# What the task asks
Repeat the data below exactly, dropping any pictures it holds.

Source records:
■ ■ ■ ■ ■ ■ ■

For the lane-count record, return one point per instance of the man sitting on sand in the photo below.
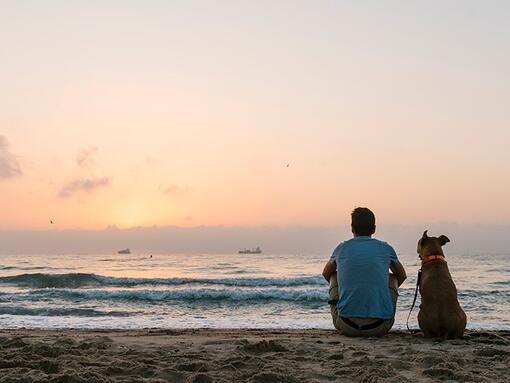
(362, 291)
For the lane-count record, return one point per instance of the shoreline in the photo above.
(247, 355)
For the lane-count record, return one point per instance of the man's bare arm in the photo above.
(398, 270)
(329, 270)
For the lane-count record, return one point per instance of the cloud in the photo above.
(87, 185)
(9, 165)
(85, 158)
(176, 190)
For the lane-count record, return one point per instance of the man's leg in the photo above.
(332, 300)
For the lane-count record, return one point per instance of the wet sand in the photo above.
(203, 355)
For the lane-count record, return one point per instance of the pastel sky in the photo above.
(142, 113)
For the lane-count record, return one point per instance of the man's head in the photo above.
(362, 221)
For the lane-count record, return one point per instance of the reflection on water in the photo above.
(201, 290)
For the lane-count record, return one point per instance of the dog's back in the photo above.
(440, 313)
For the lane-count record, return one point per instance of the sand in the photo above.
(204, 355)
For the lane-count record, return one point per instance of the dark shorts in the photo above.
(369, 327)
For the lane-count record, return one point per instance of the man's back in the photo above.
(362, 270)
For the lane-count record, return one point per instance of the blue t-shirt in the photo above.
(362, 265)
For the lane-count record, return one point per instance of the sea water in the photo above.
(217, 291)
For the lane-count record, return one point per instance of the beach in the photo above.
(245, 355)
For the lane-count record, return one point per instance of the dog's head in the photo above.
(431, 245)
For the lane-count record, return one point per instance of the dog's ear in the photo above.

■ ■ ■ ■ ■ ■ ■

# Answer section
For the lane-count record, return one point per instance of the man sitting on sand in the photo below.
(362, 291)
For the lane-count record, return one point per instance of the shoreline in the photo above.
(247, 355)
For the lane-count record, return one point per instance of the man's bare arm in the photo above.
(398, 270)
(329, 270)
For the lane-count record, return one point per instance of the cloud in the photo above.
(87, 185)
(9, 165)
(85, 158)
(176, 190)
For the lane-count record, return one point per instance of the man's leg in the photo above.
(332, 300)
For the lane-count record, return one point per instance of the wet sand in the photo above.
(203, 355)
For the lane-count record, return one point per instance of the pastel sky in the photo above.
(142, 113)
For the lane-count record, return one point per instance of the man's head in the photo above.
(362, 221)
For the lane-count record, return one point per instance of the reflection on water in the photo above.
(201, 290)
For the lane-count record, return one point per instance of the dog's back in the photo above.
(440, 313)
For the lane-count record, return one point per instance of the sand in the photo above.
(204, 355)
For the lane-count record, return one point per instance of the dark shorts in the photo above.
(369, 327)
For the lane-count record, return one point per instance of the man's back in the photo above.
(362, 270)
For the lane-count record, return one point per instance of the blue t-shirt in the photo above.
(362, 265)
For the lane-count record, return one point per instance of the sea water in the photo above.
(217, 291)
For the lane-count record, return one point per instance of the beach in the photo above.
(245, 355)
For the lane-count record, return one point per instance of the dog's head in the photo above.
(431, 245)
For the lane-count record, return one point per instance of the dog's ear in the photo above.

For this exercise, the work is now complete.